要件:
a) 抜粋をもとに、次の問いに答えてください。
(i) 1970年代について、日本のアーティストとして挙げられているのは誰か。
(ii) 2000年代について、日本以外のバンドとして挙げられているのは何か。
(iii) 90年代のけだるい虚無の中で学べたのは何くらいかもしれないと書かれているか。
b) 抜粋の一部をそのまま書き写してください。「そんな90年代のけだるい虚無の中で、」を含む語句から始め、「お仕事探すのに苦労するのは当然なんだけれど。」の後で終えること。

抜粋:
§ §

中でも、suedeは僕にとってとても特別なバンドだった。
僕にとってのそれぞれの時代のdefining artistは。
僕にとっての1960年代は、
ビートルズとヘンドリクス、
1970年代は、
Led Zeppelin、
日本だと荒井由実、
1980年代は、
Van Halen、
日本だとわからない。
1990年代は、
suede、
日本だと熊谷幸子、
2000年代は、
+/-{plus/minus}、
日本だとbloodthirsty butchersだった。
2010年代が始まったけれど、
たぶんもう、これ以降、
こんなふうに好きになれるバンドは現れないだろうと、
そんなふうに予感し思っている。
僕らが思春期、青春時代をすごした90年代という時代を思うに、
と、書いてみても、同時代を過ごした人にしか、伝わらないかもしれないけれど、
かりそめの平安の中で、
現代がゆっくりと成熟し、
そして腐っていく過程だったけれど、
面白い時代だったと思う。
良いタイミングで生まれてきたと、僕は思う。
その腐りゆく嘘っぱちの平安の中で、
学ぶことができてよかったと思う。
いろんなものが崩れてしまう前に、
世界をこの目に記憶に焼き付けることができて良かったと思っている。
Because that’s where I came from.
そんな90年代のけだるい虚無の中で、
僕らが学べたことは、
あらかたの絶望といくばくかの感傷くらいかもしれない。
ちょいとそういうわけで職探しをしているので、
仕事やらいろいろ見回しながら、
見回していると、
もちろん、こういう生き方を選んで、
音楽活動に持てる時間と努力を費やしてきたから、
お仕事探すのに苦労するのは当然なんだけれど。
今、自分の置かれている立ち居地を、
なんだか思い知らされたりする。
いわく、それは、力の否定。

§ §

生データ:
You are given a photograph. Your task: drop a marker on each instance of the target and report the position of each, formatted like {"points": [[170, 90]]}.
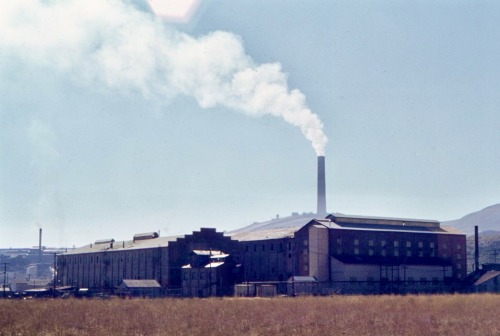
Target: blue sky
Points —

§ §

解答:
a)
(i) 荒井由実
(ii) +/-{plus/minus}
(iii) あらかたの絶望といくばくかの感傷

b)
そんな90年代のけだるい虚無の中で、
僕らが学べたことは、
あらかたの絶望といくばくかの感傷くらいかもしれない。
ちょいとそういうわけで職探しをしているので、
仕事やらいろいろ見回しながら、
見回していると、
もちろん、こういう生き方を選んで、
音楽活動に持てる時間と努力を費やしてきたから、
お仕事探すのに苦労するのは当然なんだけれど。